◆ YOUR TASKS ◆
**1)** According to the article about the 1962 Alcatraz escape, what was the men's raft made from?
**2)** Carry the article about the 1962 Alcatraz escape further, beginning after its final sentence.

◆ SELECTED PASSAGE ◆
● ● ● ●

Picture of Alcatraz prison, after the June 1962 escape.
Jon Brenneis—The LIFE Images Collection/Getty Images
By Sarah Begley
January 24, 2018

A letter written by a man who says he is John Anglin — one of three men whose fates have remained unknown since their escape from Alcatraz in 1962 — may prove that at least one of the prisoners survived.

The letter, sent to the San Francisco Police Department in 2013, was recently obtained by CBS San Francisco. Its writer claims to be Anglin and says that his fellow escapees, brother Clarence Anglin and Frank Morris, have died — Morris in 2008, Anglin three years later. “I’m 83 years old and in bad shape,” he writes. “I have cancer. Yes we all made it that night but barely!”

The three men broke out on June 11, 1962, after squeezing through the vents in their cells. They prepared for months, stockpiling necessities to survive their escape from the island in the Pacific Ocean — including a raft made from 50 raincoats, DIY life vests, and paddles.

● ● ● ●

◆ DATA EXCERPT ◆
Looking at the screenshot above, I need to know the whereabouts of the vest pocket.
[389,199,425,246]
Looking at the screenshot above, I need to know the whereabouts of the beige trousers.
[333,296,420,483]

● ● ● ●

◆ PER-TASK ANSWERS ◆
**1)** It was made from 50 raincoats.

**2)**
The author of the letter writes, “If you announce on TV that I will be promised to first go to jail for no more than a year and get medical attention, I will write back to let you know exactly where I am. This is no joke…”

Authorities have never known for sure whether the three men survived the escape, and many assumed they died in the freezing water.

The U.S. Marshals told CBS an FBI lab checked the handwriting and tested for fingerprints and DNA, but the results were inconclusive. They now consider the lead closed with no merit, according to the network.